*** Opening The data ***

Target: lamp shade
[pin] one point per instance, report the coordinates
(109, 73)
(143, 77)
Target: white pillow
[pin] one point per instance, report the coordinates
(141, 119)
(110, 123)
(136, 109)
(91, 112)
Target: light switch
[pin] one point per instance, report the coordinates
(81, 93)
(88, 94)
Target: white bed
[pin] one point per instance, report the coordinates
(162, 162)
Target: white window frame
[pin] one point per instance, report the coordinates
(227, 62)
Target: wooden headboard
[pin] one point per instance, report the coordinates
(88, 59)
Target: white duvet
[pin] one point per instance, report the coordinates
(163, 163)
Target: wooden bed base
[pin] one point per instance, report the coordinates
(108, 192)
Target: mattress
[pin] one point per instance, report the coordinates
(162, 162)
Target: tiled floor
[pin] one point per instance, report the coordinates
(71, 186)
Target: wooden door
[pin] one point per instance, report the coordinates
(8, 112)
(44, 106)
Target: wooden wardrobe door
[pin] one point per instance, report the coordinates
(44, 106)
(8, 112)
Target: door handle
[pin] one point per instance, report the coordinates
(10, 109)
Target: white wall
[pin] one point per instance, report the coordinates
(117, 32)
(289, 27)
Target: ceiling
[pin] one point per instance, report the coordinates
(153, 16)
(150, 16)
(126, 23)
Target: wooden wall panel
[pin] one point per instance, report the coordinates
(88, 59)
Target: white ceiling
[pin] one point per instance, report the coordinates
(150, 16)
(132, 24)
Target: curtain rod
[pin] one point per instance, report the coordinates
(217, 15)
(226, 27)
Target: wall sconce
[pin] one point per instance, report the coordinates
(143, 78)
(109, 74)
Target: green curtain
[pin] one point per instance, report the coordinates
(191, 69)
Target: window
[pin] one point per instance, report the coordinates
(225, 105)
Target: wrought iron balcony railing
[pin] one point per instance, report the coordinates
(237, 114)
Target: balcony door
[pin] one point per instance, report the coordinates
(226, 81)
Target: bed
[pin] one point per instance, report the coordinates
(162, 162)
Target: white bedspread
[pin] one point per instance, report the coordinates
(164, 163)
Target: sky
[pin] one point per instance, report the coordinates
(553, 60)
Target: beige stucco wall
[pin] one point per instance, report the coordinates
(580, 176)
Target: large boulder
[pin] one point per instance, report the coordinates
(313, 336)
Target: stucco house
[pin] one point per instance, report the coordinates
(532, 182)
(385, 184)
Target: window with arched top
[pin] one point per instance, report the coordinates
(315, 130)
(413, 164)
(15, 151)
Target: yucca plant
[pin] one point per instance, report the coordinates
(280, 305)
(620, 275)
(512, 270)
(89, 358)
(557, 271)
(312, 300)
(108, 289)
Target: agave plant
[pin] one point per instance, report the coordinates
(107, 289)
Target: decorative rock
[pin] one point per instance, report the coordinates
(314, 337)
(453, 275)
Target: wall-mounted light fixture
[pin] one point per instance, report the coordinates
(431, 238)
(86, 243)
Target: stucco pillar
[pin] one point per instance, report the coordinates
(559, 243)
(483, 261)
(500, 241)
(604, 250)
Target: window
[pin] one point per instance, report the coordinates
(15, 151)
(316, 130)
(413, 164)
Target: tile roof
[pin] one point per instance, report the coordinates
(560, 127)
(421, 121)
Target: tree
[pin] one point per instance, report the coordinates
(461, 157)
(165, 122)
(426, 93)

*** Closing The data ***

_Instructions to follow:_ Which lines of the listing above hold the word "stucco"? Copy each of them.

_Final answer:_
Target: beige stucco wall
Target: stucco house
Target: stucco pillar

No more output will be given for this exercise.